*What this exercise asks*:
1: Could you copy the eggshell quality text word for word, starting at "Egg quality is" and ending at "lifecycle of production."?
2: Can you carry on the eggshell quality text from its last sentence?

*Document text*:
Poor eggshell quality leads to increased numbers of cracked and damaged eggs. Cracked eggs encourage bacterial infections and are 3 to 93 times more likely to cause Salmonella outbreaks than intact eggs.

The impact that Salmonella can have on the industry was clearly demonstrated by the outbreaks that received much media attention in the US in late 2010. In simple monetary terms, it has been calculated that, if there were 10% fewer cases of human Salmonella infections across the EU, for example, it would save some Euro 400 million (US$525.9 million) per annum.

Confidence and waste  

While to the consumer, eggs are an excellent balanced source of nutrition, the shell is critical to consumers’ impression of the product. Cracked or damaged shells not only increase the risk from pathogens, but also harm eggs’ image.

 Egg quality is one of the primary concerns of breeders and farmers of laying hens, not only for those reasons shared with consumers but also because good egg quality contributes to the profitability of the commercial hen.

 Egg breakage causes significant waste directly, but most importantly it reduces the lifespan of laying hens. Increases in the period over which flock egg quality remains high would have impressive effects in environmental impact over the lifecycle of production.

There are thought to be some 370 layer hens in the EU, which is home to major poultry breeding companies. In the early 2000s, it was estimated that the annual financial loss to the UK egg industry alone due to breakages was more than GBP8 million (US$12.4 million) per annum. Additionally, the combined cost to packing centres and retail outlets of 1% breakages was calculated at GBP9.4 million per annum.

*Source information*:

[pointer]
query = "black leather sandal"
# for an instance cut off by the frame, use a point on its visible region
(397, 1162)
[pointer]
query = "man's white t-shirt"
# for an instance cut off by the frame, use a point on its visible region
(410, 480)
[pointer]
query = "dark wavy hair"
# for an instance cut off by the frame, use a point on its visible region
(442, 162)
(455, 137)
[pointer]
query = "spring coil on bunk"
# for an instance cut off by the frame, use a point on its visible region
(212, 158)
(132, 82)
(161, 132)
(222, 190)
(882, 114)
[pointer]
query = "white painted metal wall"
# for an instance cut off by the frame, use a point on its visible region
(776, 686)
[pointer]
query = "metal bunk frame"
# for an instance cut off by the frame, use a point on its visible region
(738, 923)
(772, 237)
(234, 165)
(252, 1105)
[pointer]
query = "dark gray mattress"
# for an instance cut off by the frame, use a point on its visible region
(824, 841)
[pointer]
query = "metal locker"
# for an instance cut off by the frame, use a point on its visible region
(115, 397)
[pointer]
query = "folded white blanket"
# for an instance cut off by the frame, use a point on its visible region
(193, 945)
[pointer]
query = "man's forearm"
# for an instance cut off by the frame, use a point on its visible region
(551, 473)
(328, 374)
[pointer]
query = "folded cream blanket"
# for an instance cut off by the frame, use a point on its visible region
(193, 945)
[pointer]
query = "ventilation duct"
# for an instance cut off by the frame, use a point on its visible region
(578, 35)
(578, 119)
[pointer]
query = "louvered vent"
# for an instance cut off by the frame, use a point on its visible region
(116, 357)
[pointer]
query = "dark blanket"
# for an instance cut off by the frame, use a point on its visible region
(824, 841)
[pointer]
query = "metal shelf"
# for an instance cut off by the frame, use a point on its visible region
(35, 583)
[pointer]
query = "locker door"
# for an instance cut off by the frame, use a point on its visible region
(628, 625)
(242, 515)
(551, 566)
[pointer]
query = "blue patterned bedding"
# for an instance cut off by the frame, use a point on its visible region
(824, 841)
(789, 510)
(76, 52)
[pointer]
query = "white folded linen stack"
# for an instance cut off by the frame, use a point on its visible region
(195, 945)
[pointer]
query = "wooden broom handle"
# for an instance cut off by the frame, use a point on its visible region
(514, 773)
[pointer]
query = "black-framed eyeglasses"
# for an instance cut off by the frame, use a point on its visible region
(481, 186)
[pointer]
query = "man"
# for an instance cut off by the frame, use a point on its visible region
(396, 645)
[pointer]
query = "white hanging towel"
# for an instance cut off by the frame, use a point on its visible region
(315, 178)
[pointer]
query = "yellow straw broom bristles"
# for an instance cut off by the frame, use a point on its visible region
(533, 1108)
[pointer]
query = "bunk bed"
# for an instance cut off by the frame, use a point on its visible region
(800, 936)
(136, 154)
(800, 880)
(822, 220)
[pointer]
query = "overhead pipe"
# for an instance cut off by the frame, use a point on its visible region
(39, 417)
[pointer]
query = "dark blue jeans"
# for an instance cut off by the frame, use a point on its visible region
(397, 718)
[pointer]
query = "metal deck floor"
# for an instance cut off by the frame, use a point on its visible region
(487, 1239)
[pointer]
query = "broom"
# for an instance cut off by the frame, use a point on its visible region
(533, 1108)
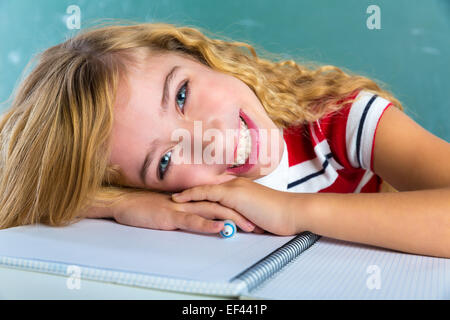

*Responses*:
1:
Egg quality is one of the primary concerns of breeders and farmers of laying hens, not only for those reasons shared with consumers but also because good egg quality contributes to the profitability of the commercial hen.

 Egg breakage causes significant waste directly, but most importantly it reduces the lifespan of laying hens. Increases in the period over which flock egg quality remains high would have impressive effects in environmental impact over the lifecycle of production.

2:
Work into better understanding shell quality has been funded by SABRE – Cutting Edge Genomics for Sustainable Animal Breeding. The initiative was a Euro 23 million pan-European project utilizing the latest techniques in genetic science to develop more economically sustainable production systems for cattle, pigs and chickens.


 The research project, carried out jointly across a number of European countries, has sought to both better measure aspects of shell quality which contribute to safety and to identify genetic markers which are associated with existing measurements of egg quality. The project, which brought together researchers at the Roslin Institute and the University of Glasgow in the UK, Lohmann Tierzucht in Germany, Spain’s University of Granada, MTT in Finland and France’s INRA, has also identified genes expressed in the shell gland to better understand the formation of eggs and to compare with the chromosomal location of the genetic markers.

The cuticle is a protective coating which prevents bacterial penetration through the gas exchange pores in the egg shell. It has never been quantified. The researchers established a method using dyes and reflectrometry, which allowed it to be established that the degree of cuticle coverage was moderately determined by the genetics of the hen that laid it. It was also established that the variation observed in the cuticle was correlated with bacterial penetration of the shell.

The egg shell is predominantly composed of calcium carbonate crystals. Crystal size determines the properties of materials, so size was measured using X-ray diffraction. It turned out that the size of crystals in an egg shell appears to be highly dependent on the genetics of the hen that laid the egg. The size of crystals appears to be an important component in shell thickness, which is a major part of shell strength.



By using crosses between commercial pure line hens, the study identified regions of the genome that controlled shell strength on chromosome 2, 3, 6, 14 and Z, which were then densely genotyped using SNPs. The SNPs with the highest significance values were tested on pure line hens and found to have significant associations with shell quality traits. This means that pure line hens can be selected using these markers.

The team also reports that large scale transcriptomic studies have identified many of the transporter molecules responsible for the prodigious secretion of proteins and minerals required for shell formation.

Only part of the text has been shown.